* start Passage provided *
# Sideliner Product Liability Insurance?



## Tom B (May 11, 2011)

Just wondering what other small-scale beekeepers do about product liability insurance when selling only via word-of-mouth and farmer's markets?


----------



## TheBuzz (Feb 8, 2012)

For a few hundred bucks it depends on how much honey ur selling.


----------



## NowThen (Nov 26, 2008)

We have found that Farm Bureau Financial Services understands what we do and have product liability (and other products) through them. 

fbfs.com


----------



## btmurph (Aug 7, 2011)

I'm interested in this too... FBFS doesn't operate in Calif. it looks like


----------



## Birdman (May 8, 2009)

This ad is in the Walter T Kelley catalog " We can cover your Beekeeping Insurance needs with our special farm policy" Lani Basberg Agency,LLC. toll free 1-866-456-2572 [email protected] . I know nothing about it, just seen it in the catalog.


----------



## Rader Sidetrack (Nov 30, 2011)

I also had never heard of this agency until today, but here is their website, specifically, their page on _Beekeeping Insurance_!

http://www.lanibasberg.com/our-services-kentucky.html


----------



## rtoney (Apr 20, 2011)

Liability for beekeepers is not difficult to get. I have been in insurance for 17 years and have companies that will insure beekeeper liability. You do want to make sure that the agent you are looking at can write business in your state. The company in WTK may be able to write in Kentucky (which is part of the web address) but not in other states. That being said if you are in Kentucky and have coverage through them it is not only good just in Kentucky unless that is specified in the policy. Since I am lic. in Missouri I can only write coverage for those living or have their business address in Missouri but the coverage will go with them if they do business out of state.


----------



## pacificreserve (Jul 29, 2013)

Were you able to find product liability insurance for your beekeeping business? If you are making your living off of selling honey, I would strongly recommend you consider getting insurance (or at least get a quote). I can help you get a quote if you are doing business in Arizona, Texas or Nevada. If you need help finding a broker in another state, let me know too!
* end Passage provided *
* start Dataset content *
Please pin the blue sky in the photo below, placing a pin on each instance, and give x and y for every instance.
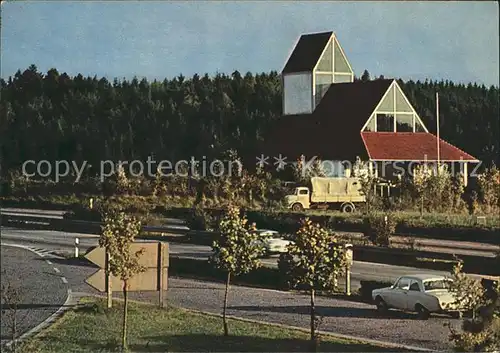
* end Dataset content *
The tasks —
A. Write out, word for word, the section of the beekeeping insurance thread that opens with the words containing "## btmurph (Aug" and closes with "in the catalog.".
B. In the beekeeping insurance thread, which states does pacificreserve offer to help with a quote?
C. Please proceed with the beekeeping insurance thread, continuing from its last post.
The listing has no connection to the beekeeping insurance thread.

Answers for the tasks —
A.
## btmurph (Aug 7, 2011)

I'm interested in this too... FBFS doesn't operate in Calif. it looks like


----------



## Birdman (May 8, 2009)

This ad is in the Walter T Kelley catalog " We can cover your Beekeeping Insurance needs with our special farm policy" Lani Basberg Agency,LLC. toll free 1-866-456-2572 [email protected] . I know nothing about it, just seen it in the catalog.

B. Arizona, Texas, and Nevada.

C.
----------



## LT (Aug 17, 2006)

Any underwriters in North Carolina onboard? Thanks


----------



## clyderoad (Jun 10, 2012)

Got liability insurance last week from Farm Family Insurance. The agent was familiar with the beekeeping/honey selling issues I had been concerned about. The process was fast, easy and hassle free. I think a good and knowledgeable broker helps, but Farm Family is worth while looking into.
I'm on Long Island in NY, and can stop worrying every time I sell a bunch of 1 lb. honey bottles to a farm stand for resale to retail customers.


----------



## LeonardS (Mar 13, 2012)

What was the cost for the insurance?


----------



## clyderoad (Jun 10, 2012)

400$ for the year. $1 mil/occurrence, $2 mil aggregate covers product liability, property damage, bodily injury.


----------



## dizzybee (Aug 17, 2012)

American National and Farm family specialize in farming coverage based on exposure 1 million /2 million is around $500.00 if you also have a road side fruit stand you can also have that exposure covered . 
I know I insure apiary and small farms. Lic Nevada Az and Utah Dawn [email protected] dawnfisler.com


----------



## OneEyedRooster (Nov 10, 2012)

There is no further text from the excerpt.